Task instructions:
1: In the passage on phosphorus cycling, which source is cited for the importance of understanding P cycling in tropical cropping systems?
2: Reproduce the passage on phosphorus cycling from "In tropical cropping" up to and including "P during decomposition.".
3: List every kind of factor that the passage on phosphorus cycling names as influencing the release and mineralization of N from plant residues.

In tropical cropping systems, a better understanding of P transportations and P cycling during decomposition of incorporated organic residues is important (Salas et al., 2003). Much attention has been paid to determining plant, biological and environmental factors influencing the release and mineralization of N from plant residues (Vanlauwe et al., 1996). However, little information exists on the incorporation of plant residues on P cycling, especially on biological transformations associated with the release of P from residues and subsequent accumulation and turnover of organic P during decomposition.

Record set:
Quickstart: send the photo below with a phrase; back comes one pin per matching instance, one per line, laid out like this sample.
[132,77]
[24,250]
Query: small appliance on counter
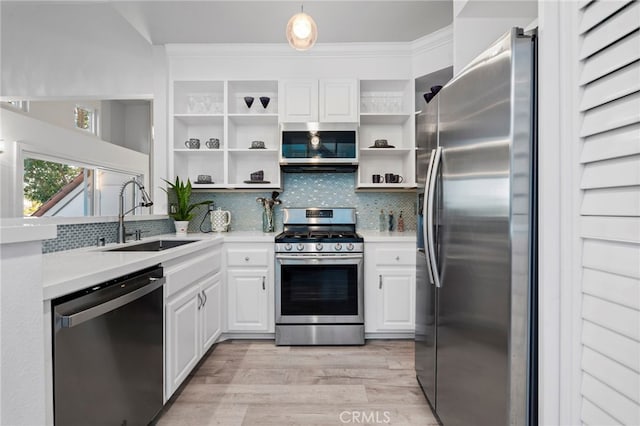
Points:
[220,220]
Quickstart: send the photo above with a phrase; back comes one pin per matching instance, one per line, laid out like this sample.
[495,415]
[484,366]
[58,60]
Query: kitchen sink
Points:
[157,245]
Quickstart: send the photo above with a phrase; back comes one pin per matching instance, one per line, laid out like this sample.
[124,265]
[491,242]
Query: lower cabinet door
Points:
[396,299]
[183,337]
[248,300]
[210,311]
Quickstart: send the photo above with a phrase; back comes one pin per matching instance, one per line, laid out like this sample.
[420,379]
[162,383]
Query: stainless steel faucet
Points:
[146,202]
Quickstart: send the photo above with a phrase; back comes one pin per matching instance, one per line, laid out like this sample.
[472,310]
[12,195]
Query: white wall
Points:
...
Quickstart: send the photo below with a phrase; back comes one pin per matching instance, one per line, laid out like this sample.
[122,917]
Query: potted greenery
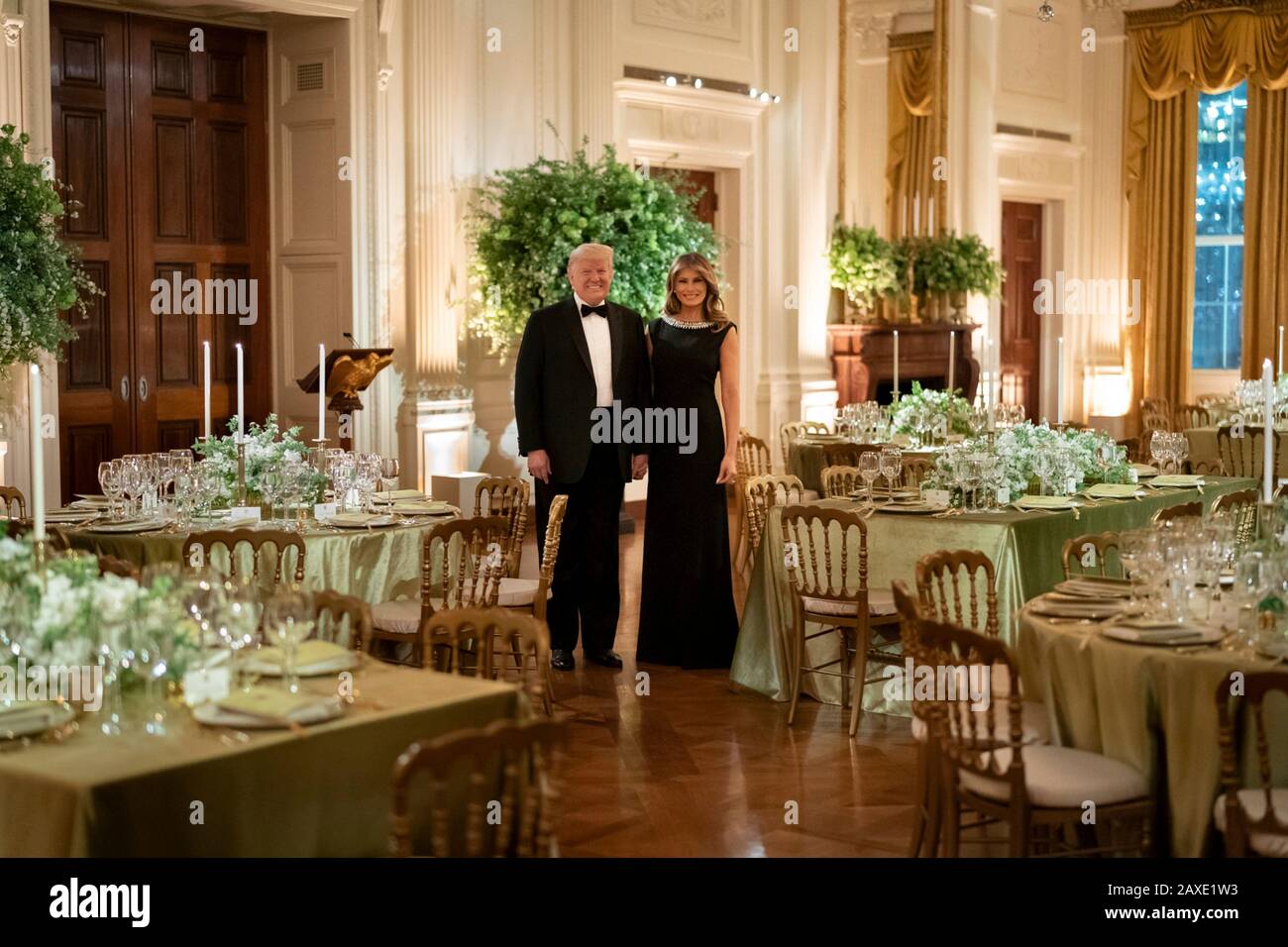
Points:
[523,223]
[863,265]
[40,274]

Outputs in order:
1: Salas et al., 2003

2:
In tropical cropping systems, a better understanding of P transportations and P cycling during decomposition of incorporated organic residues is important (Salas et al., 2003). Much attention has been paid to determining plant, biological and environmental factors influencing the release and mineralization of N from plant residues (Vanlauwe et al., 1996). However, little information exists on the incorporation of plant residues on P cycling, especially on biological transformations associated with the release of P from residues and subsequent accumulation and turnover of organic P during decomposition.

3: plant, biological, environmental